GIVEN TEXT:
Strickland, Donna (1959-…) is a Canadian physicist. In 2018, she was awarded the Nobel Prize in physics for her groundbreaking invention in the field of laser physics. She shared the prize with the French scientist Gerard Mourou and the American physicist Arthur Ashkin.
Strickland conducted her prizewinning research in the 1980’s while she was a graduate student at the University of Rochester in New York, where Mourou was also teaching. Mourou and Strickland worked together to invent chirped pulse amplification (CPA) for use with lasers. This technology enabled them to amplify brief laser pulses, producing the shortest and most intense laser pulses ever generated. This technology has many useful applications and is the basis for LASIK eye surgery. The pair published an article on the laser research in 1985.
Donna Theo Strickland was born on May 27, 1959, in Guelph, Ontario. She studied physics at McMaster University in Hamilton, graduating in 1981. She graduated from the University of Rochester in 1989 with a Ph.D. degree in optics. She briefly worked as a researcher at the National Research Council of Canada in Ottawa and at Lawrence Livermore National Laboratory in California. In 1992, she joined the Advanced Technology Center for Photonics and Opto-electronic Materials at Princeton University in New Jersey. In 1997, Strickland joined the department of physics and astronomy at the University of Waterloo in Canada, where she was promoted to associate professor in 2007.

GIVEN RECORDS:

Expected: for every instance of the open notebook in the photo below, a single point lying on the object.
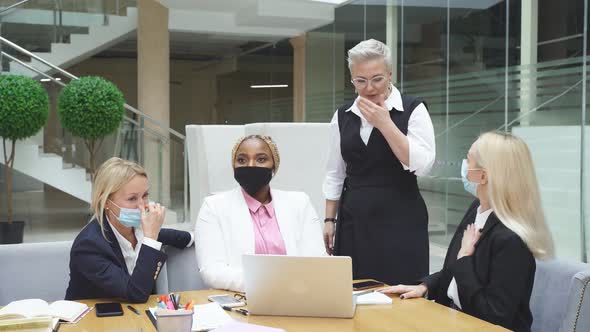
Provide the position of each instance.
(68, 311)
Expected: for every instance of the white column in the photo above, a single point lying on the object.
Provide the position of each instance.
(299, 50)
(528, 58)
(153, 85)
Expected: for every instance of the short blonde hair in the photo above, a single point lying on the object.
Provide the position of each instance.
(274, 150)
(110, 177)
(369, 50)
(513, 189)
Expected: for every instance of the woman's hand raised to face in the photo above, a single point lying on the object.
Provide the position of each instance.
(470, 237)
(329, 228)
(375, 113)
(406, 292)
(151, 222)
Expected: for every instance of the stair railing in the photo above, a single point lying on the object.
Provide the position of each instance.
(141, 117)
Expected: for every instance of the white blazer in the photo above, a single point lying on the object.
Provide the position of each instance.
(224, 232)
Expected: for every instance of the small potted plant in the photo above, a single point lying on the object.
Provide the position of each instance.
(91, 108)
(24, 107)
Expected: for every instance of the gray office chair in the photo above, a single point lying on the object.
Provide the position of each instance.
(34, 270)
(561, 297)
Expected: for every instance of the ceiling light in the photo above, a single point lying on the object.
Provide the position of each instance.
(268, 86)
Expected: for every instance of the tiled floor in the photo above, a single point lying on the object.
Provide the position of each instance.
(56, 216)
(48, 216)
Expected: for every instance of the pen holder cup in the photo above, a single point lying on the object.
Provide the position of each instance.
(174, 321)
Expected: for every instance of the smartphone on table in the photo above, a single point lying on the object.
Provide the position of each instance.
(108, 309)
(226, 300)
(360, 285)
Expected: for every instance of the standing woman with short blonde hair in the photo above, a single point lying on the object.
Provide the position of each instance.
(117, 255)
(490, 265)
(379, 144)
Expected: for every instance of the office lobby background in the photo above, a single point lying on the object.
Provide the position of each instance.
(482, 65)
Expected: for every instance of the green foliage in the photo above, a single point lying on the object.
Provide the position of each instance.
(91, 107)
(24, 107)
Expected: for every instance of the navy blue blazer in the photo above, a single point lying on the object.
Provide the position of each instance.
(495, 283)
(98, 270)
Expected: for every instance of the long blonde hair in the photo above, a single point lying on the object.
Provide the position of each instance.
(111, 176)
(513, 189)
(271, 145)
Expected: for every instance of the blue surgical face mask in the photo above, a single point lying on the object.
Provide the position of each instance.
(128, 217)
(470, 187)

---

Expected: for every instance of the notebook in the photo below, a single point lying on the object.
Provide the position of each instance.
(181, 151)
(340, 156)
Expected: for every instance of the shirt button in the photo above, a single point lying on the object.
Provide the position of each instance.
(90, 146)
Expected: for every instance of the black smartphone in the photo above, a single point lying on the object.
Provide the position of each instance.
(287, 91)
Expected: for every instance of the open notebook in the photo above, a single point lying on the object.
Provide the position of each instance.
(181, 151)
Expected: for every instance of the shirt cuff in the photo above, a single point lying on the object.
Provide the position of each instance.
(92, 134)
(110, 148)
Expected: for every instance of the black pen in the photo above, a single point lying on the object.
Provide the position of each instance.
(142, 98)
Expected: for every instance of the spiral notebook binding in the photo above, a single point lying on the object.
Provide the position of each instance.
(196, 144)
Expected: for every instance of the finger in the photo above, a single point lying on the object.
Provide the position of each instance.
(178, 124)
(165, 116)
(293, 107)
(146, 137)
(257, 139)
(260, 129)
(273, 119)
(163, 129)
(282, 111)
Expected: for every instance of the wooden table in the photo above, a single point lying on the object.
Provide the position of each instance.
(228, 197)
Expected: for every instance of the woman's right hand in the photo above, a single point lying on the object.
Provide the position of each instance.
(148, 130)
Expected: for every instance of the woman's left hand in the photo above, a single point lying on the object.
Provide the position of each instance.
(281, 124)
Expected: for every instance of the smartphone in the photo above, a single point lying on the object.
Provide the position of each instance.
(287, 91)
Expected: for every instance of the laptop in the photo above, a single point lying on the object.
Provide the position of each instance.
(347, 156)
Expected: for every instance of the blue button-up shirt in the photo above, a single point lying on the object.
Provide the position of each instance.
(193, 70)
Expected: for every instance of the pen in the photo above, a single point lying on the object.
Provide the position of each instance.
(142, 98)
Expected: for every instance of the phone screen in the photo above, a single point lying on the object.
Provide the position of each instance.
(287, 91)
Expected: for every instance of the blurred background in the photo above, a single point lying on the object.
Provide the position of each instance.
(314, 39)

* * *

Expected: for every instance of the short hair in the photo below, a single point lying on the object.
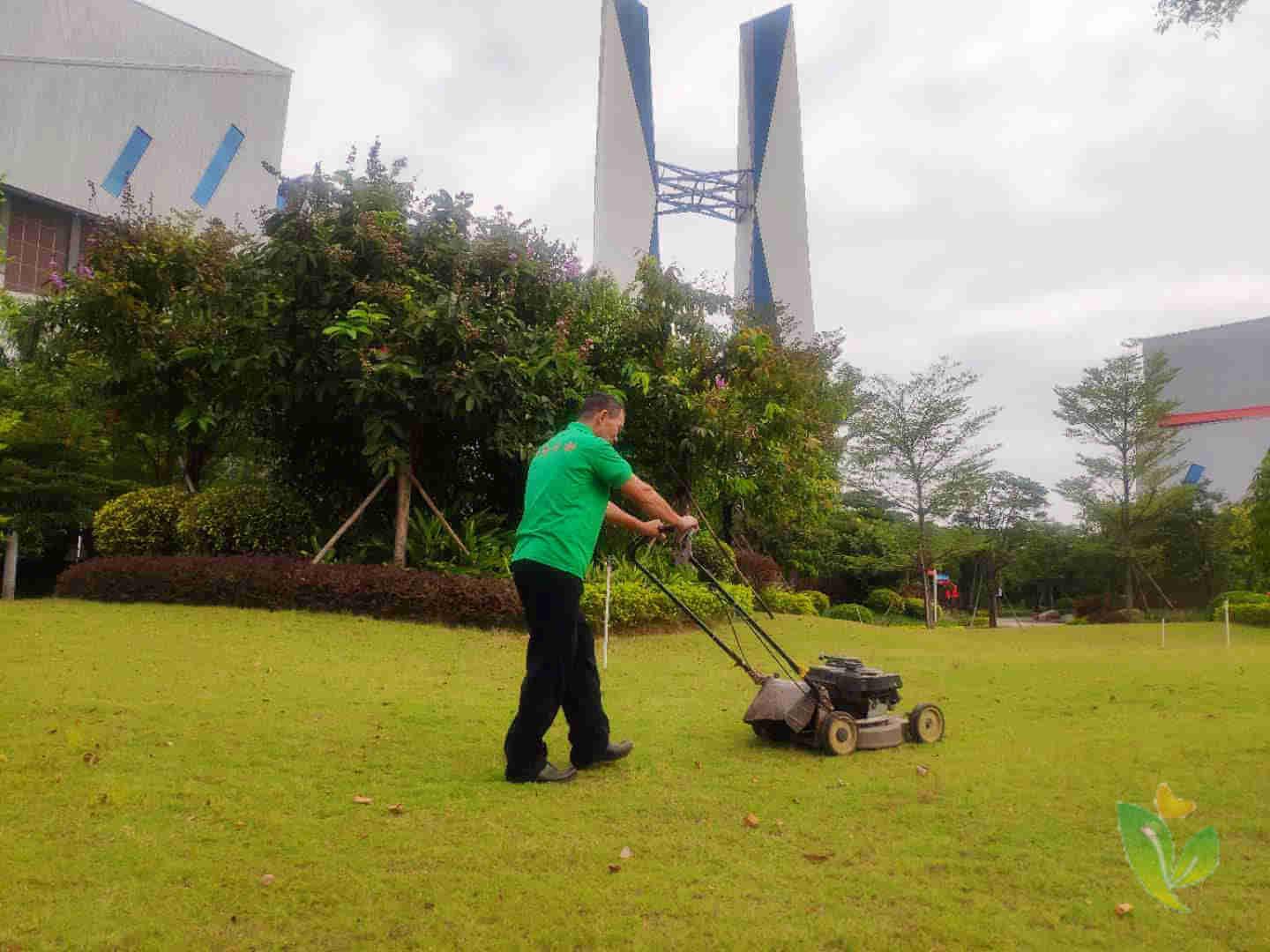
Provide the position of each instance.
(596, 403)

WHAT YOU NEED TO DO:
1. Answer these questions from the Donna Strickland text, one answer per line:
(a) In what year was Strickland awarded the Nobel Prize in physics?
(b) What technology did Mourou and Strickland invent together for use with lasers?
(c) In what city was Strickland born?
2. Write out the part of the Donna Strickland text starting with "Strickland, Donna (1959-…)" and going on through "research in 1985.".

REPLIES:
1.
(a) 2018
(b) Chirped pulse amplification (CPA)
(c) Guelph, Ontario

2.
Strickland, Donna (1959-…) is a Canadian physicist. In 2018, she was awarded the Nobel Prize in physics for her groundbreaking invention in the field of laser physics. She shared the prize with the French scientist Gerard Mourou and the American physicist Arthur Ashkin.
Strickland conducted her prizewinning research in the 1980’s while she was a graduate student at the University of Rochester in New York, where Mourou was also teaching. Mourou and Strickland worked together to invent chirped pulse amplification (CPA) for use with lasers. This technology enabled them to amplify brief laser pulses, producing the shortest and most intense laser pulses ever generated. This technology has many useful applications and is the basis for LASIK eye surgery. The pair published an article on the laser research in 1985.